_WORK REQUIRED_. Every record should be repeated exactly, except that pictures are left out.

===

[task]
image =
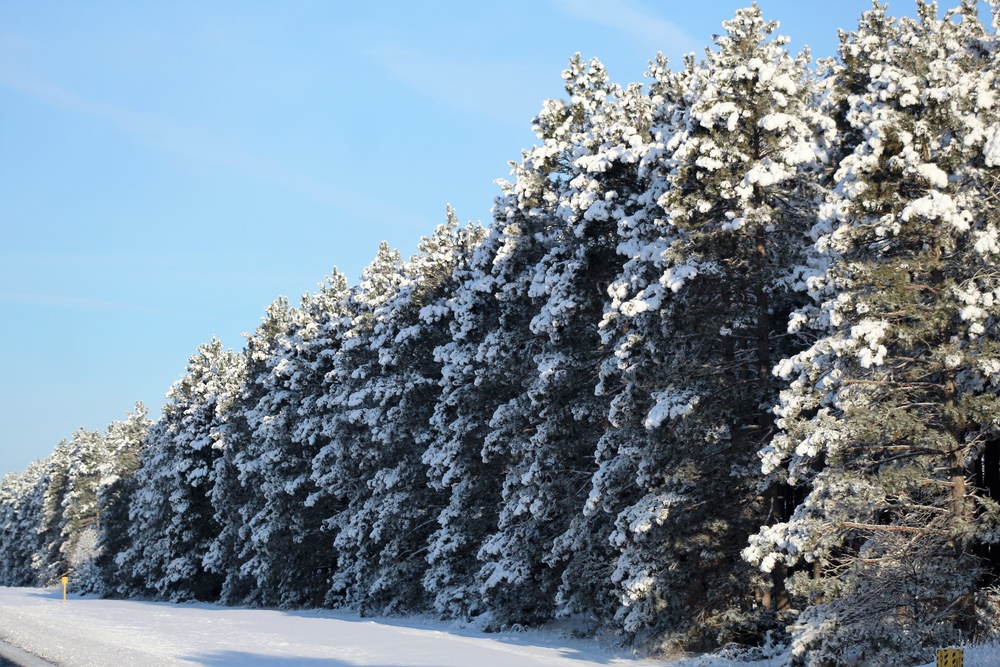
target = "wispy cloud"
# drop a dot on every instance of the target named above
(58, 301)
(161, 132)
(499, 91)
(632, 19)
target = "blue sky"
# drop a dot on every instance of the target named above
(167, 169)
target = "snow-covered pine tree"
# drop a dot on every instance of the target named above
(699, 315)
(237, 492)
(172, 522)
(124, 441)
(48, 561)
(21, 501)
(482, 368)
(345, 464)
(400, 509)
(286, 542)
(890, 421)
(79, 534)
(563, 197)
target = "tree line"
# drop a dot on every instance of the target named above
(724, 369)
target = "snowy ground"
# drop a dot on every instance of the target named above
(90, 632)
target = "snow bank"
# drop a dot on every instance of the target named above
(90, 632)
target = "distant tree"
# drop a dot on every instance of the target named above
(124, 441)
(21, 502)
(698, 318)
(400, 508)
(172, 521)
(347, 460)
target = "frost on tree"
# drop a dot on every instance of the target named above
(890, 420)
(172, 521)
(697, 318)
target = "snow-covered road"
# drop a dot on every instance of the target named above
(90, 632)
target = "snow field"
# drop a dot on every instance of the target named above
(91, 632)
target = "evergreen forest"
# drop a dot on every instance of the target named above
(723, 370)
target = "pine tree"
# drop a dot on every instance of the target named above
(891, 415)
(345, 464)
(172, 520)
(124, 441)
(698, 316)
(400, 508)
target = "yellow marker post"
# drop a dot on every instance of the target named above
(950, 657)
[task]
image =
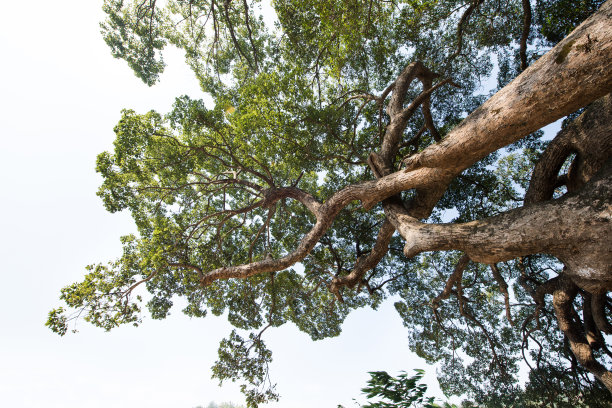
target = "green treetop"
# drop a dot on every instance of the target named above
(299, 195)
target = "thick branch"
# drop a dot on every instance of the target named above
(563, 298)
(575, 228)
(568, 77)
(589, 136)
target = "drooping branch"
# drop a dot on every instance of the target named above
(565, 79)
(589, 137)
(563, 298)
(572, 228)
(568, 77)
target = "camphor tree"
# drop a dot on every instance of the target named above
(338, 143)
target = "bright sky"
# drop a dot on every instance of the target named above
(61, 93)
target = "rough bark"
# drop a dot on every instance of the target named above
(571, 75)
(575, 228)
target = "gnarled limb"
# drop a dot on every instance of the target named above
(590, 137)
(575, 228)
(563, 298)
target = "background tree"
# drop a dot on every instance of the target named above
(330, 139)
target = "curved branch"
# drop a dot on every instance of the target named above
(563, 298)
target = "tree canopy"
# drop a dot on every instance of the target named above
(351, 155)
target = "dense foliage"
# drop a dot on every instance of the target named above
(294, 108)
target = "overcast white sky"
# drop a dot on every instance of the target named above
(61, 93)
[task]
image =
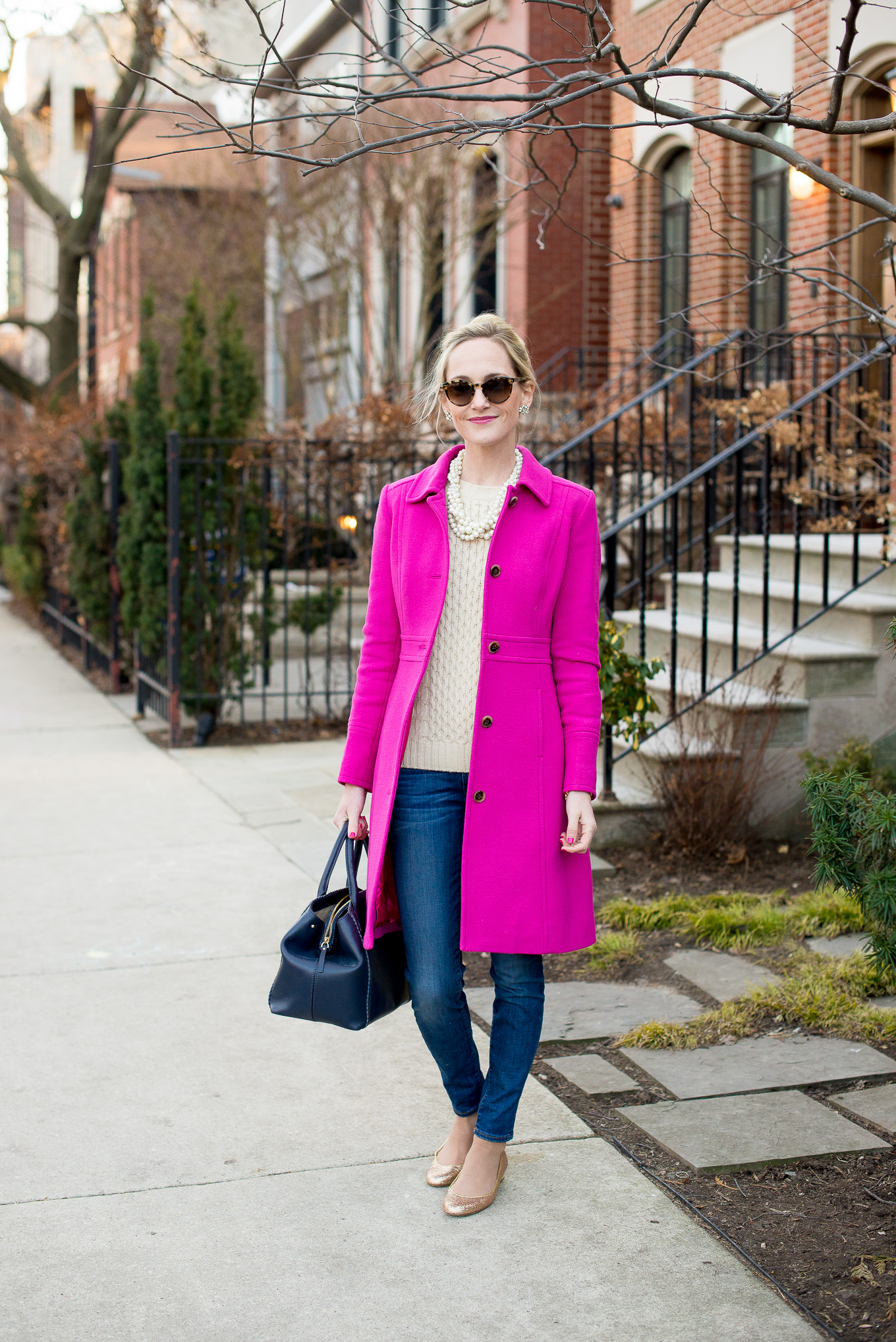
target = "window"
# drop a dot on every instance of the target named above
(15, 278)
(768, 235)
(392, 306)
(675, 229)
(393, 28)
(872, 247)
(486, 238)
(434, 265)
(84, 113)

===

_RESPONSE_.
[task]
image =
target = "wispy cloud"
# drop a dot on every instance of the target named above
(58, 301)
(161, 132)
(499, 91)
(632, 19)
target = "blue sky"
# drop a dot on every instance of the target named above
(167, 169)
target = "snow-covered pine tree"
# drop a dot on every instance of the target named above
(699, 315)
(237, 492)
(172, 522)
(124, 441)
(48, 561)
(21, 501)
(482, 368)
(345, 464)
(400, 509)
(286, 542)
(890, 421)
(79, 534)
(563, 197)
target = "tree line"
# drop a dot on every instance of the target named above
(724, 369)
target = "snowy ground"
# drop a dot on every instance of the target named above
(90, 632)
target = "snow bank"
# drop a dot on every instance of the target named above
(90, 632)
target = "distant tree"
# drop a dot on every instance of the target named above
(124, 441)
(21, 502)
(698, 318)
(400, 508)
(172, 521)
(347, 460)
target = "frost on tree"
# drop a dot on every instance of the target named above
(890, 420)
(172, 521)
(697, 318)
target = "snow-covered road"
# drop a dot on every instance of the target named above
(90, 632)
target = "snow field"
# drop a dot on every instance of the target named above
(91, 632)
target = "evergreen forest"
# drop a dot on every instance of the target named above
(723, 370)
target = "pine tree"
# drop a dot on every instance of the target named above
(891, 415)
(345, 464)
(172, 520)
(124, 441)
(698, 316)
(400, 508)
target = "yellow marker post"
# drop a dot on every instance of the target named above
(950, 657)
[task]
image =
target = "green treetop"
# drop a dot on every instance of the target named above
(299, 195)
target = "thick branch"
# drop a dot on every instance of the target named above
(563, 298)
(575, 228)
(568, 77)
(589, 136)
target = "drooping branch"
# drop a dot on every instance of the target named above
(565, 79)
(589, 137)
(563, 298)
(572, 228)
(568, 77)
target = "camphor tree"
# drop a dot on every instance of the target named above
(338, 143)
target = "bright sky"
# drop a dot on every instance of the target named above
(61, 93)
target = "rough bark"
# drop a dot on every instance of the target named above
(571, 75)
(575, 228)
target = "gnarled limb"
# drop a dot on every instance of the target named above
(590, 137)
(575, 228)
(563, 298)
target = "background tree"
# drop a dot on every instance of the target named above
(330, 139)
target = "curved branch"
# drop a dot on every instance of the target named above
(563, 298)
target = "tree canopy"
# drop a dot on every instance of the target named above
(351, 155)
target = "dense foliage"
# drop a dot on every instance of the target named above
(294, 108)
target = "overcast white sky"
# drop a dot on every instance of the target named above
(61, 93)
[task]
image =
target = "window"
# drop a dot on every instance of the target named above
(15, 278)
(768, 235)
(392, 306)
(675, 229)
(393, 28)
(872, 247)
(486, 238)
(434, 265)
(84, 113)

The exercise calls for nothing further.